> **Aim**
Convert the material, from its first line through the line containing "Target: sky", into a numbered list, omitting any blank lines.

> **Material for this task**

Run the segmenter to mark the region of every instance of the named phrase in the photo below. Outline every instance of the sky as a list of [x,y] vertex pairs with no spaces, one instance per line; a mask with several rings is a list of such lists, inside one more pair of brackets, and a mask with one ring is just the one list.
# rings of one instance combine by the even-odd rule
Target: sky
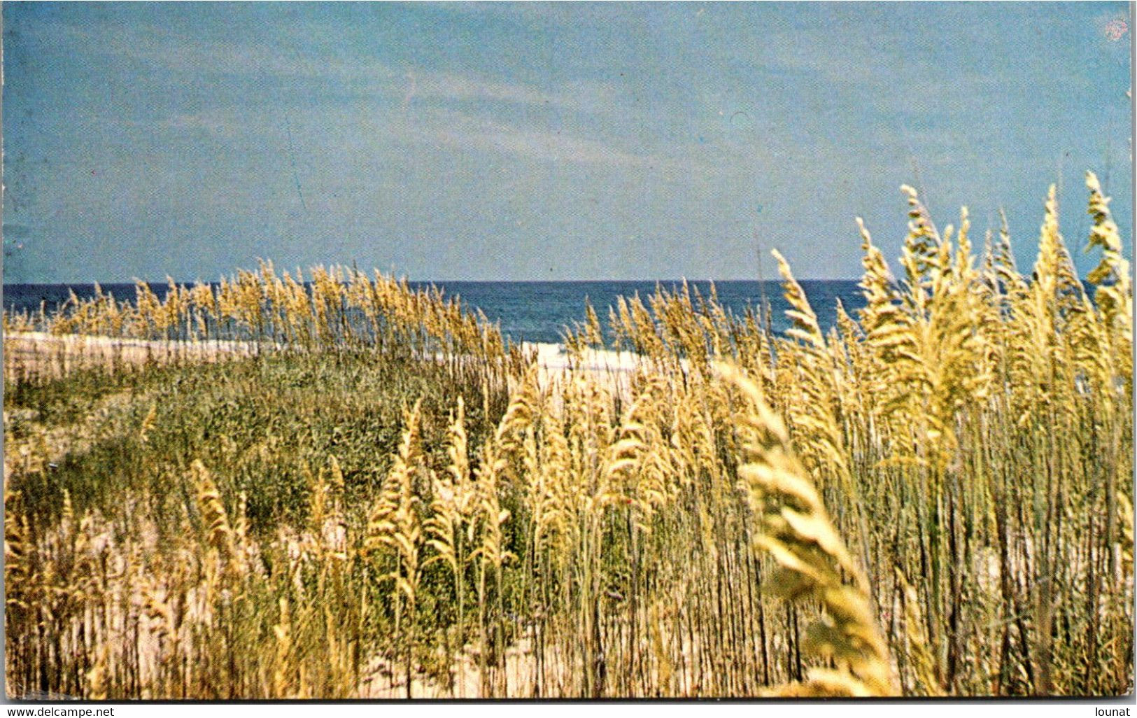
[[[3,2],[5,282],[860,275],[1084,173],[1132,237],[1127,3]],[[895,269],[895,262],[894,262]]]

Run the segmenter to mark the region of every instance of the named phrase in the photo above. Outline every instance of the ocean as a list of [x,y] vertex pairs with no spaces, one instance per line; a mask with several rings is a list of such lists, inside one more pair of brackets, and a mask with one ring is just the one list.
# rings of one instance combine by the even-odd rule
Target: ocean
[[[607,325],[608,307],[614,306],[620,296],[639,294],[645,304],[657,284],[678,289],[681,282],[655,281],[579,281],[579,282],[410,282],[412,287],[433,284],[447,296],[457,295],[464,305],[481,310],[485,316],[501,328],[501,333],[512,341],[534,341],[555,344],[561,340],[564,327],[584,321],[584,300],[592,303],[600,323]],[[711,289],[708,281],[689,281],[703,296]],[[864,299],[855,280],[803,280],[805,290],[818,314],[822,329],[833,325],[839,299],[849,313],[864,306]],[[165,283],[150,284],[159,299],[166,295]],[[715,282],[719,302],[736,314],[741,315],[747,306],[761,307],[769,300],[772,325],[775,331],[788,327],[785,311],[788,308],[778,281],[721,281]],[[134,284],[102,284],[102,290],[114,295],[119,302],[134,300]],[[61,305],[74,291],[80,298],[94,295],[94,284],[5,284],[3,307],[8,311],[36,311],[41,304],[47,311]]]

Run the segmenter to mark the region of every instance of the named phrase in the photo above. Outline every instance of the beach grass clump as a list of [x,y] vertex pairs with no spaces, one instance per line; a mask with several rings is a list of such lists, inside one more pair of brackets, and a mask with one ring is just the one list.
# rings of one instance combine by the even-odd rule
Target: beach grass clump
[[1128,693],[1132,296],[1087,189],[1088,283],[1053,191],[1024,277],[904,188],[832,328],[779,255],[786,331],[684,283],[586,306],[563,371],[354,269],[6,313],[8,694]]

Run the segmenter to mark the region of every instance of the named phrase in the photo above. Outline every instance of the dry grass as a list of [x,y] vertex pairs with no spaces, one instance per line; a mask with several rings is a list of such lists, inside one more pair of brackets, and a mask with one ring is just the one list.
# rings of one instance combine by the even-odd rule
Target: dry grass
[[6,316],[6,349],[252,347],[11,374],[8,692],[1127,693],[1131,287],[1087,185],[1092,294],[1053,193],[1026,279],[905,188],[902,275],[862,226],[856,316],[823,330],[779,257],[791,330],[622,299],[619,373],[584,369],[591,307],[549,372],[341,269]]

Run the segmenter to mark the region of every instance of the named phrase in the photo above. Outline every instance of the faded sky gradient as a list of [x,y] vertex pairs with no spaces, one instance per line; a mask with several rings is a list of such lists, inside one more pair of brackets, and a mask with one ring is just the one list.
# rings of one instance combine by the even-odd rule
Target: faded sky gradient
[[1085,272],[1087,168],[1132,236],[1126,3],[2,13],[6,282],[853,278],[905,182],[1024,267],[1060,182]]

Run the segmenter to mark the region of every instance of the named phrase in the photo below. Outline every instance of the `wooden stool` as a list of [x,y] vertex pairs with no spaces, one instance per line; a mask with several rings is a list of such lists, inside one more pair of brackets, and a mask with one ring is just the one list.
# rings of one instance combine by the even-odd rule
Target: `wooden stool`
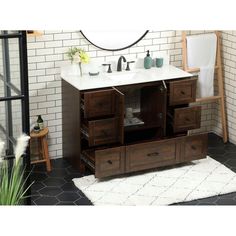
[[46,162],[47,171],[50,172],[52,170],[52,167],[51,167],[51,162],[50,162],[49,155],[48,155],[47,134],[48,134],[48,128],[44,128],[39,133],[35,133],[34,131],[32,131],[30,133],[31,139],[34,139],[34,138],[38,139],[38,141],[39,141],[39,154],[42,154],[42,157],[43,157],[42,160],[31,161],[31,164]]

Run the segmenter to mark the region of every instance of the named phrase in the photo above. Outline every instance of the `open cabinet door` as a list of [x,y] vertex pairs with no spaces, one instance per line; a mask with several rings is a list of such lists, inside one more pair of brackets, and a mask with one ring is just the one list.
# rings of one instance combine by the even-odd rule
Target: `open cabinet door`
[[125,108],[125,95],[118,89],[113,87],[115,92],[115,103],[116,103],[116,116],[119,119],[118,125],[118,139],[121,144],[124,144],[124,108]]

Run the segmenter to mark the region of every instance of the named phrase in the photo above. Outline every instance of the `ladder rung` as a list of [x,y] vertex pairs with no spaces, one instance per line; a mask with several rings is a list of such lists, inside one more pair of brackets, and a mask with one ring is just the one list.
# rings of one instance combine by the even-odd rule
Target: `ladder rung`
[[218,100],[221,99],[221,96],[212,96],[212,97],[205,97],[205,98],[197,98],[196,102],[209,102],[211,100]]

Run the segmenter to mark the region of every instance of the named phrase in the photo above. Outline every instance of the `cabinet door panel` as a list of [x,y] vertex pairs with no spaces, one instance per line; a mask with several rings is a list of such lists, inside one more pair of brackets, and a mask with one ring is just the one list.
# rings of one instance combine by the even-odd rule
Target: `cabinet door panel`
[[169,105],[195,102],[197,78],[169,82]]
[[115,114],[114,89],[84,92],[83,103],[86,119],[113,115]]

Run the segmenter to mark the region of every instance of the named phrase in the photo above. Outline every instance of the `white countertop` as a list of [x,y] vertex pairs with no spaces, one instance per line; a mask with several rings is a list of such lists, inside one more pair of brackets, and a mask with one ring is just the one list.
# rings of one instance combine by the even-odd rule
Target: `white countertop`
[[113,72],[110,74],[100,73],[98,76],[83,75],[83,77],[71,74],[69,68],[61,69],[61,78],[79,90],[192,77],[192,74],[171,65],[164,65],[161,68],[153,67],[148,70],[134,69],[132,71]]

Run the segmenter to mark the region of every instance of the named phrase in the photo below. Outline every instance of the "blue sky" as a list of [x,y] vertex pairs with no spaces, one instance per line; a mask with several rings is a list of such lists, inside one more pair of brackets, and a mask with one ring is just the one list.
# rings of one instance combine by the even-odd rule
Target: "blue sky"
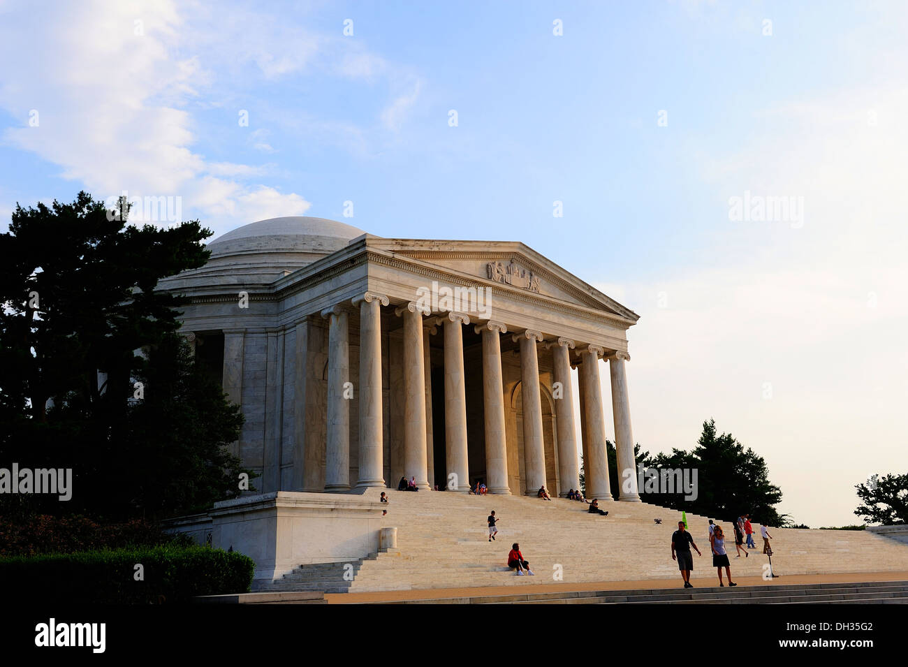
[[[645,448],[689,447],[715,417],[766,457],[783,511],[852,523],[854,484],[908,472],[905,19],[901,3],[0,0],[0,229],[16,201],[84,188],[179,196],[218,233],[305,213],[522,240],[641,315]],[[730,220],[745,191],[801,198],[803,219]]]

> **Correct response**
1. Run the segmenter to mark the region of every instance of the named phrase in the photo below. Outline every instance of the sky as a list of [x,y] vertex pairs with no spaces, one instance per line; a mask with several rings is a list of such lists, inside one more pair of brackets, and a mask with one ring is just the one list.
2. # rings of one instance combine by the even-odd rule
3. Target: sky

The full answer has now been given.